[Start of DOCUMENT PASSAGE]
Open samuelshaner opened 8 years ago

samuelshaner commented 8 years ago

In the Python API, data is only loaded when the sum or sum_sq is queried. If someone wants to manipulate the tally mean or std_dev directly within the tally object (e.g. during tally arithmetic), the sum and sum_sq must be first queried to load the tally data, which can be awkward.

It would be nice if load_tally_data(...) and clear_tally_data(...) methods were added to the tally class and the tally data was loaded within the statepoint.get_tally(...) method.

Credit to @wbinventor for raising this issue in PR #525.
[End of DOCUMENT PASSAGE]
[Start of PROVIDED INFORMATION]
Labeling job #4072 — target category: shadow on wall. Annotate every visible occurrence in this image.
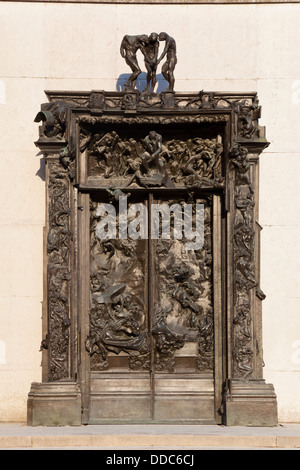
[116,72,169,93]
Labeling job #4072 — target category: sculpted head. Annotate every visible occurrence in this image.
[158,32,168,41]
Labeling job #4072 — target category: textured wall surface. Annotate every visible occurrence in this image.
[0,2,300,422]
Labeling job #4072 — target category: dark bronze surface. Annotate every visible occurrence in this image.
[28,87,277,425]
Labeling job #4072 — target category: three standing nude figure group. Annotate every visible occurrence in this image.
[120,33,177,92]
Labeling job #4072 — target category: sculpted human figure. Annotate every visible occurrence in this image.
[157,33,177,91]
[120,34,148,88]
[141,33,159,92]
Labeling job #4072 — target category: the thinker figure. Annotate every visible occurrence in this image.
[120,34,148,88]
[157,33,177,91]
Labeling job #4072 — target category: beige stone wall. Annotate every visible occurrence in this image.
[0,2,300,422]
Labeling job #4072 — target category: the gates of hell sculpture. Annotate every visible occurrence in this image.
[28,33,277,426]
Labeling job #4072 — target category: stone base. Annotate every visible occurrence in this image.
[27,381,81,426]
[224,380,278,426]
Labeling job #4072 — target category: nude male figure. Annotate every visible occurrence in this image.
[120,34,148,88]
[141,33,159,92]
[157,33,177,91]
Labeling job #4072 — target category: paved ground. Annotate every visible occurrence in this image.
[0,423,300,450]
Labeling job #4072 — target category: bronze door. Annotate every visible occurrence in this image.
[86,191,220,424]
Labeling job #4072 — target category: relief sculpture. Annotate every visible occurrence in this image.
[82,126,224,188]
[230,145,257,380]
[42,162,72,381]
[86,202,149,370]
[153,201,214,372]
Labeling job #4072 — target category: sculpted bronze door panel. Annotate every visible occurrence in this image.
[86,191,219,423]
[28,89,277,426]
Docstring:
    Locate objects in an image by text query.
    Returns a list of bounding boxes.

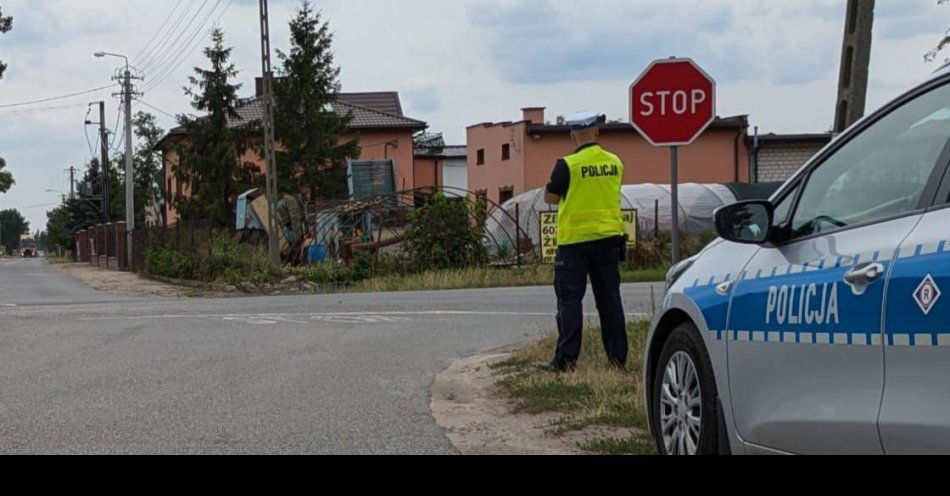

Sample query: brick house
[747,133,832,183]
[155,78,428,225]
[467,107,750,203]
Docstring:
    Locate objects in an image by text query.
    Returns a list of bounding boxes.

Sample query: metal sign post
[670,146,680,265]
[630,58,716,264]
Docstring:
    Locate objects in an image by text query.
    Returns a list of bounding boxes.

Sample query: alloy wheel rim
[660,351,703,455]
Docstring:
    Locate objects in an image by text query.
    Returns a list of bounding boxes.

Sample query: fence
[76,222,129,270]
[75,222,209,273]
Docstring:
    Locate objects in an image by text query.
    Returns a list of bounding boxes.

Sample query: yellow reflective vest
[557,145,624,246]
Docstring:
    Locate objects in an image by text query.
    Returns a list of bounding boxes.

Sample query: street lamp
[46,189,66,203]
[93,52,135,265]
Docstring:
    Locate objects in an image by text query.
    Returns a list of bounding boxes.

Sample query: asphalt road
[0,260,662,454]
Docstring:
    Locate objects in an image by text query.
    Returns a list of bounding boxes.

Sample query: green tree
[0,8,13,79]
[402,194,489,272]
[46,200,79,254]
[173,29,246,227]
[274,0,360,201]
[0,157,16,193]
[46,159,125,258]
[0,9,15,193]
[0,209,30,255]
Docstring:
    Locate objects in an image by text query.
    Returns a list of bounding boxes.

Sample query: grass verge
[348,265,666,293]
[492,322,656,455]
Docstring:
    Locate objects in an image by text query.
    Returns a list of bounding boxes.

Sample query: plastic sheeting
[487,183,737,250]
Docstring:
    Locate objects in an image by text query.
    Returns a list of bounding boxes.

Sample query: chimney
[521,107,545,124]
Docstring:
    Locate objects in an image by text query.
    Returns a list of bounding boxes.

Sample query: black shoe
[537,362,577,374]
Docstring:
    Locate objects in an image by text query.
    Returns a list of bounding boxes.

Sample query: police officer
[541,112,629,372]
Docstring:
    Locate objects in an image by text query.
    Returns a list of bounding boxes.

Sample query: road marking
[79,310,651,325]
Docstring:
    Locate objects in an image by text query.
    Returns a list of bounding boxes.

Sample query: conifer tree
[0,8,13,79]
[173,29,244,227]
[274,0,360,201]
[0,9,16,193]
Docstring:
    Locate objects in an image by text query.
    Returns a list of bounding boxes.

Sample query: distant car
[644,71,950,454]
[20,234,36,258]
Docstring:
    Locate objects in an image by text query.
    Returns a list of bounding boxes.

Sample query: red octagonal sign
[630,59,716,146]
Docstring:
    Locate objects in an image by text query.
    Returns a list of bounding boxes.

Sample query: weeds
[492,322,655,454]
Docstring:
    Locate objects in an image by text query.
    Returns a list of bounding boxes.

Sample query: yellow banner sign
[539,210,639,264]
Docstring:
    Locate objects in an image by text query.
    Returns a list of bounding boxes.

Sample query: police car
[644,70,950,454]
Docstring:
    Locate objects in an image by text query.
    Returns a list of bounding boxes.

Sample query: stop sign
[630,59,716,146]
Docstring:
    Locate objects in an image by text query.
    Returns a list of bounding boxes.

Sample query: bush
[403,195,488,272]
[145,244,198,279]
[145,231,283,285]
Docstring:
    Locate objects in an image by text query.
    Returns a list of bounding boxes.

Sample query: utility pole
[260,0,280,265]
[99,102,112,224]
[834,0,875,134]
[122,66,135,265]
[69,166,76,200]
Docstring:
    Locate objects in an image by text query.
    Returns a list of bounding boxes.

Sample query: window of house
[498,186,515,205]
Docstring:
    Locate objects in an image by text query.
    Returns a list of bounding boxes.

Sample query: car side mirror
[716,200,775,245]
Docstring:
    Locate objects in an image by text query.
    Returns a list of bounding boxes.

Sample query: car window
[772,186,798,226]
[792,85,950,238]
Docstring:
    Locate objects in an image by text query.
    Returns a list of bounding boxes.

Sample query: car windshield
[794,82,950,237]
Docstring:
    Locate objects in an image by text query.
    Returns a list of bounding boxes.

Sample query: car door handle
[844,262,884,296]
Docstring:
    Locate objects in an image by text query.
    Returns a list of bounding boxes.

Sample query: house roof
[155,92,429,149]
[415,145,468,158]
[221,95,428,129]
[524,115,749,134]
[338,91,404,117]
[747,133,833,144]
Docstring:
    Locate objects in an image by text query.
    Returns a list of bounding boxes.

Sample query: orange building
[155,83,428,225]
[467,108,749,203]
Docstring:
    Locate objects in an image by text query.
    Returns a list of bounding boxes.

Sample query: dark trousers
[554,238,629,368]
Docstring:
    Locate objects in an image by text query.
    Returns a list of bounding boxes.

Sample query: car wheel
[653,323,720,455]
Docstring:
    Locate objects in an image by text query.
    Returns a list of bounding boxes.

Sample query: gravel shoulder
[431,350,636,455]
[49,263,189,298]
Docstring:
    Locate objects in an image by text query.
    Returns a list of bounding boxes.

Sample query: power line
[143,0,234,92]
[139,100,178,120]
[0,83,118,109]
[132,0,183,66]
[0,103,86,117]
[139,1,203,71]
[142,0,213,77]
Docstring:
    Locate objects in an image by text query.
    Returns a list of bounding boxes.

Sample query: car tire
[652,322,725,455]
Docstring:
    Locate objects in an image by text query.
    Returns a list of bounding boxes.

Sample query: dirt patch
[431,352,636,455]
[49,263,194,298]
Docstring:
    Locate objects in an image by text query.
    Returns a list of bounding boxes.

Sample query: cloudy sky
[0,0,950,228]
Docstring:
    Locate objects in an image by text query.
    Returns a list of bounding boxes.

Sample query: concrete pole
[123,66,135,265]
[99,102,112,224]
[260,0,281,265]
[834,0,875,134]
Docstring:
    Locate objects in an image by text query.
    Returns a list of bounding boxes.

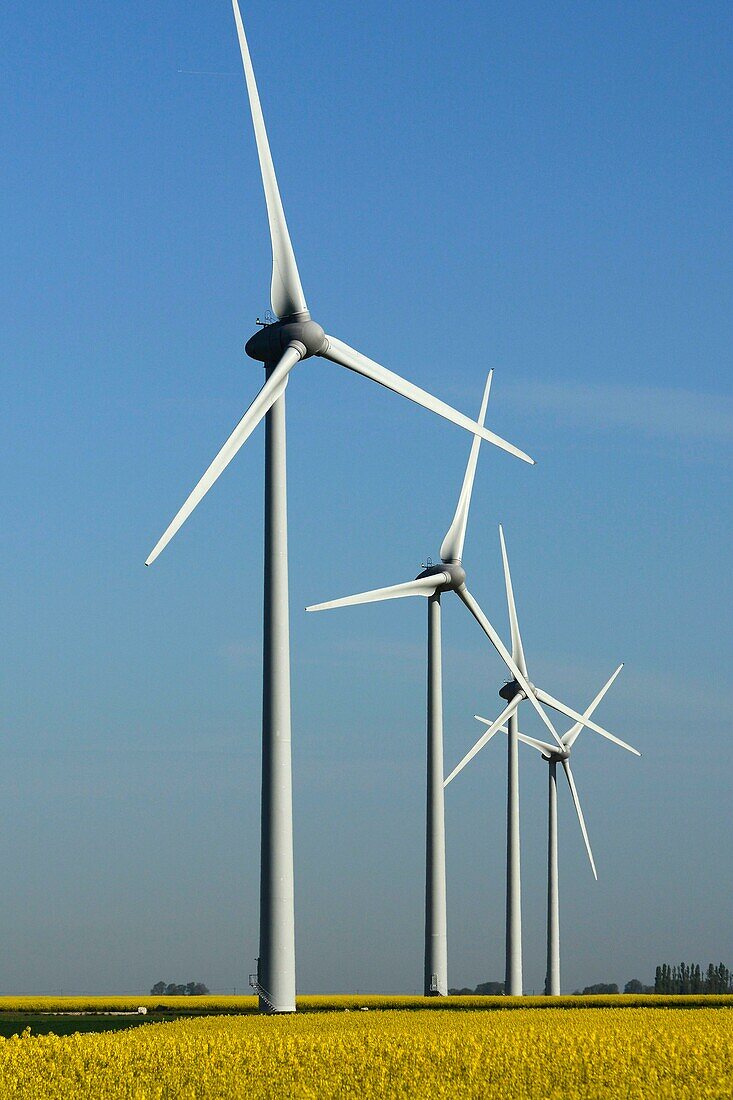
[End of PROVIDED INFORMATION]
> JOB 1:
Decide whether each statement agrees with the passage on loading tally data, answering yes or no and quoting the words of the passage that settle it: (a) In the Python API, tally data is loaded as soon as a tally object is created; (b) the proposal is to load the tally data within the statepoint.get_tally(...) method; (c) credit for raising the issue goes to @wbinventor.
> JOB 2:
Resume the passage on loading tally data, picking up right after its last sentence.

> FINAL ANSWER 1:
(a) No: "data is only loaded when the sum or sum_sq is queried."
(b) Yes: "the tally data was loaded within the statepoint.get_tally(...) method."
(c) Yes: "Credit to @wbinventor for raising this issue in PR #525."

> FINAL ANSWER 2:
wbinventor commented 8 years ago

Thanks for opening this issue @samuelshaner. Before one of us goes about this, we should discuss whether we want to retain the on-the-fly tally data loading functionality that is currently in the code. It appeared from your second paragraph that you suggest loading data when a tally is retrieved from the statepoint. I would suggest a compromise solution wherein we add methods to load data using a parameter indicating which metric to load (i.e., 'sum', 'mean', etc.) but we call it on the fly in the property getters. On Dec 23, 2015 8:40 AM, "sam" notifications@github.com wrote:

In the Python API, data is only loaded when the sum or sum_sq is queried. If someone wants to manipulate the tally mean or std_dev directly within the tally object (e.g. during tally arithmetic), the sum and sum_sq must be first queried to load the tally data, which can be awkward.

It would be nice if load_tally_data(...) and clear_tally_data(...) methods were added to the tally class and the tally data was loaded within the statepoint.get_tally(...) method.

Credit to @wbinventor https://github.com/wbinventor for raising this issue in PR #525 https://github.com/mit-crpg/openmc/pull/525.

— Reply to this email directly or view it on GitHub https://github.com/mit-crpg/openmc/issues/533.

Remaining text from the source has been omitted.